(Records from a dataset)

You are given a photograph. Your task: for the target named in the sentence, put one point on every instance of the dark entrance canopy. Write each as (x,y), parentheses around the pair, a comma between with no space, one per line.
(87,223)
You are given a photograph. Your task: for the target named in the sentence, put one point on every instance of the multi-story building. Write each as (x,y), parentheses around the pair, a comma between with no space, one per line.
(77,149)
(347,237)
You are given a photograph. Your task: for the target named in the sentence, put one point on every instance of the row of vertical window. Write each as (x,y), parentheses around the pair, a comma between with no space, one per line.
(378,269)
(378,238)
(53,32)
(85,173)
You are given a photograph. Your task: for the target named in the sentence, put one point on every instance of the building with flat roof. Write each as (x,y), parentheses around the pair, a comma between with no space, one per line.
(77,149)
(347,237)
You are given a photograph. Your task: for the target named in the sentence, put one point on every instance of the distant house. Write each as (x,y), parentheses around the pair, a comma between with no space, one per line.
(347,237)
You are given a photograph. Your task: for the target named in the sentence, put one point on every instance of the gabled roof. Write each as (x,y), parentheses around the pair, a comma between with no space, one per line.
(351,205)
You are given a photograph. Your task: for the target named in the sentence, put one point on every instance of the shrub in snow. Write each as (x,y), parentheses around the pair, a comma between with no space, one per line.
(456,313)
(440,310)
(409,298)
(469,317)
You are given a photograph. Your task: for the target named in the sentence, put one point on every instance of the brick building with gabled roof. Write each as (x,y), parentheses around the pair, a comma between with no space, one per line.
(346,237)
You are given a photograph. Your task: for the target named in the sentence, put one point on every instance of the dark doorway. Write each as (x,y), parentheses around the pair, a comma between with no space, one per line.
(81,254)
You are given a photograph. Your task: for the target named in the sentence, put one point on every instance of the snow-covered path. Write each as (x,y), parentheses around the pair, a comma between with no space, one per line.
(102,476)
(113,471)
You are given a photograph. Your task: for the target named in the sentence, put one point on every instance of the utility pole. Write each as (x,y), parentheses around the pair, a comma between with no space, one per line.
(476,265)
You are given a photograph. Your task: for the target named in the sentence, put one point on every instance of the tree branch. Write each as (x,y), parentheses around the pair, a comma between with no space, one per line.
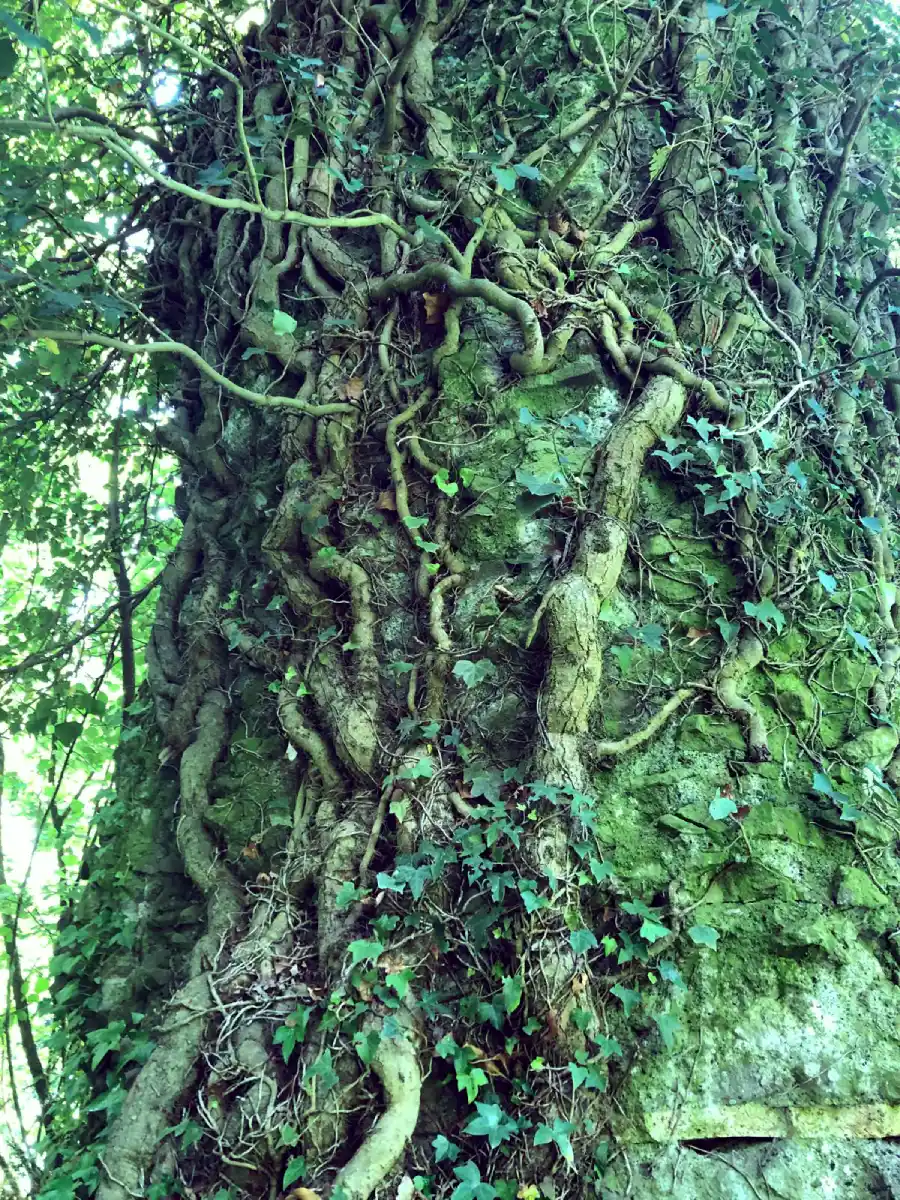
(85,337)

:: EXERCISE INSTRUCTIONS ::
Reproduce the records starting at the line that contains "the dark doorway." and ending at the end of the records, substituting "telephone pole" for "utility pole" and leaving everything else unchanged. Omit the pictures from your answer.

:: RESULT FOR THIS TASK ::
You are given a photograph. Your task: for the target named in the sentence, put one point on every instance of the dark doorway. Write each as (x,y), parentheses around the pair, a comma between with no space, one per line.
(81,254)
You are given a photograph. Your task: for the target named in the sentence, put one point on every instance of the snow-covered path. Write each as (x,y), parentheses around the pair, a comma between with no space, one per line.
(102,476)
(113,471)
You are given a photograph. Your task: for the target named in the sentence, put one point on every instance of the telephone pole. Write each as (x,y), parentheses around the pair, a comma between with no space, one per line.
(476,265)
You are given a photograph. Your task: for the target named in the sentence, put one point on every instance of the tree branch. Write each as (x,y), parentheses around the pair, a comma between with no space, one per line.
(85,337)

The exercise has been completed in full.